• Bloc de texte:
En 1945, il est professeur de linguistique à l’École nationale de la France d’Outre-mer et devient député du Sénégal à l’Assemblée nationale française.

Il écrit contre le colonialisme et l’esclavagisme, dénonçant le mépris pour l’homme noir.

Il faut dire qu’il est né dans un petit port marin non loin de Dakar, d’où partirent, depuis l’île de Gorée, d’innombrables Africains capturés pour être vendus comme esclaves.


L’île de Gorée et la maison des esclaves, lieu de départ des Africains capturés pour être envoyés comme esclaves aux Amériques, devenu lieu symbolique mondial de l’esclavage, à côté duquel se trouve depuis 2002 une sculpture commémorative offerte par la Guadeloupe. © Étienne Madranges

En 1946, il rencontre Ginette Éboué, née en 1923, qui travaille dans un cabinet ministériel et dont il connaît les frères.

Ginette Éboué est la fille du Guyanais Félix Éboué, décédé en 1944, ancien gouverneur général de l’Afrique équatoriale française, grand résistant français, compagnon de la libération. Senghor est un admirateur de Félix Éboué auquel il a consacré un poème dans son recueil intitulé « Hosties noires » rédigé en 1942, écrivant : « Éboué ! tu es pierre qui amasse mousse, parce que tu es stable et que tu es debout ».

Il épouse Ginette, de 17 ans sa cadette, le 12 septembre 1946.

Cette union se révèle hélas plutôt malheureuse, même si le couple a deux fils, Francis et Guy.

• Informations fournies:
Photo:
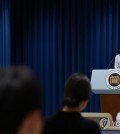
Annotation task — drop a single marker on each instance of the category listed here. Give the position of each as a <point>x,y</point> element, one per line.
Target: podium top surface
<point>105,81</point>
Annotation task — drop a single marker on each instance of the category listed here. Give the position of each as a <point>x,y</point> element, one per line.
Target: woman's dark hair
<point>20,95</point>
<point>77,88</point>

* * *

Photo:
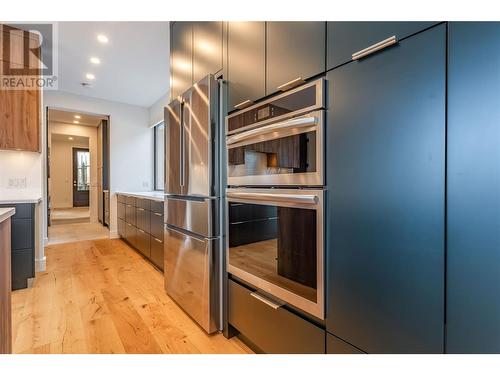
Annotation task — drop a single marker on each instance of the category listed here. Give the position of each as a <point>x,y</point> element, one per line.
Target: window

==

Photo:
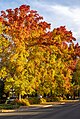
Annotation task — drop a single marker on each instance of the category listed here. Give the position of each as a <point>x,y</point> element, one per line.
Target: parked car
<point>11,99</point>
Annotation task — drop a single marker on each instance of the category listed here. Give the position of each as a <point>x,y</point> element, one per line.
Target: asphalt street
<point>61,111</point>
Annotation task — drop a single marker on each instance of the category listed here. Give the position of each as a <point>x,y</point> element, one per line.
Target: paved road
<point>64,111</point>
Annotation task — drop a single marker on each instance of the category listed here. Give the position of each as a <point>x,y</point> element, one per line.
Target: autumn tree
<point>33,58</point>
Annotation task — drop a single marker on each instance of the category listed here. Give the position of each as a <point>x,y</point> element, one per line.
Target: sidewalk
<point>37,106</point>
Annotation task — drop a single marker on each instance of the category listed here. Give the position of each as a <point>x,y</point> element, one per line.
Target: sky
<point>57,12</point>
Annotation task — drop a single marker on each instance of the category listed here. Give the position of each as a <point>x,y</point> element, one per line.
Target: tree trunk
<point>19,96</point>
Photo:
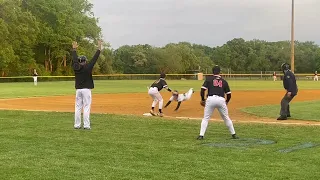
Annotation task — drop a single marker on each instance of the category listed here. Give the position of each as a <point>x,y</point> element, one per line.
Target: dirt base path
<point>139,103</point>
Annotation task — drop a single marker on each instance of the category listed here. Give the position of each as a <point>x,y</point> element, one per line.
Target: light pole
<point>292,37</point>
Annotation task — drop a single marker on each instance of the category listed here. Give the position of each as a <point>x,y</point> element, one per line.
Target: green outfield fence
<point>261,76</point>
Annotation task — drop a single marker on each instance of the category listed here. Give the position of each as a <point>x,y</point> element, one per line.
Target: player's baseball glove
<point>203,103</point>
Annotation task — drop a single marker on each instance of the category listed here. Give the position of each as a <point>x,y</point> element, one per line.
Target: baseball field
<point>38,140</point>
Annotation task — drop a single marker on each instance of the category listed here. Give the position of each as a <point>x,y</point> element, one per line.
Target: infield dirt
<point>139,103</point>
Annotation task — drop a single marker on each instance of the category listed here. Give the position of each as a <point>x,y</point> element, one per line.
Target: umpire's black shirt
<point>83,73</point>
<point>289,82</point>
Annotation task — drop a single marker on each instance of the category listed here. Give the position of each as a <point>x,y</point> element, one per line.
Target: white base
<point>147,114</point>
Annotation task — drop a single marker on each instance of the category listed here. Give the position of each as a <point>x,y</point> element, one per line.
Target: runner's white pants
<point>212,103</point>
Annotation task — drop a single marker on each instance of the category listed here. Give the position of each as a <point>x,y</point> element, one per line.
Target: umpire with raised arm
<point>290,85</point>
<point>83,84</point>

• Travail à faire:
1 > Rassemblez chaque ligne du listing qui contient le mot « white » et recopiez-les telles quelles.
2 > Rédigez la suite du texte sur Senghor après sa dernière phrase, s'il vous plaît.
Le texte sur Senghor et le listing proviennent de sources distinctes.

• Réponses par tâche:
1 >
Target: white base
Target: runner's white pants

2 >
Dès 1954, les époux envisagent de se séparer. Mais ils sont catholiques et le divorce n’est pas envisageable. Il leur faut donc saisir une juridiction ecclésiastique. Or, celle de l’archidiocèse de Dakar ne sera opérationnelle qu’un peu plus tard (et le tribunal interdiocésain sénégalais de Thiès ne sera installé qu’en décembre 2000 !). La seule solution est de se tourner vers le Vatican pour mettre fin officiellement à une union dont Senghor dira plus tard après son second mariage qu’il s’agissait d’un « mariage par devoir ».

Une annulation vaticane

La juridiction compétente pour statuer sur la validité du mariage de Léopold et Ginette est donc la Rote romaine (Rota romana). La saisine et le fonctionnement du tribunal de la Rote sont prévus par le droit canon. Le canon n°1599 du code de droit canonique de 1917, valable jusqu’en 1983, dispose que la Rote est une juridiction du second degré, qui intervient donc en appel des décisions rendues par les officialités dans les archidiocèses des pays mais qui peut juger en première instance, en dehors des causes majeures, de son propre chef ou à la demande du pape pour des dossiers particuliers. C’est notamment le cas pour certaines personnalités.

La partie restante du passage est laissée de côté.